Retype the lines below word for word, leaving out the pictures.

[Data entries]
§
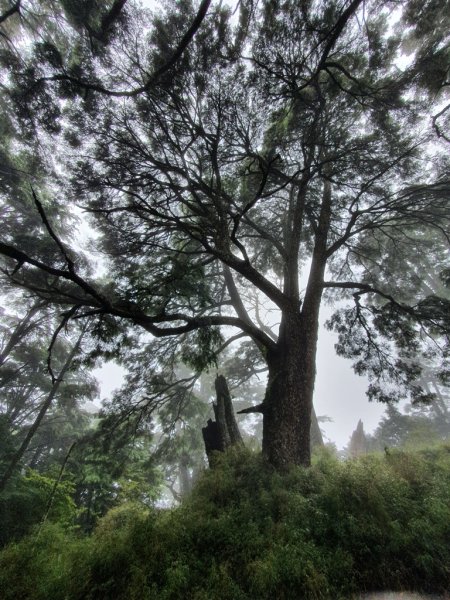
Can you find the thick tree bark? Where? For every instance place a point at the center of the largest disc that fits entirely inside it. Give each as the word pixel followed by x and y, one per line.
pixel 288 402
pixel 289 395
pixel 224 397
pixel 224 432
§
__Finished task__:
Can you find the thick tree bark? Where? For every instance place a point at the center of the largest disc that fits entirely inside it. Give each as the word pixel followed by x and y, one per line.
pixel 288 402
pixel 289 395
pixel 224 397
pixel 224 432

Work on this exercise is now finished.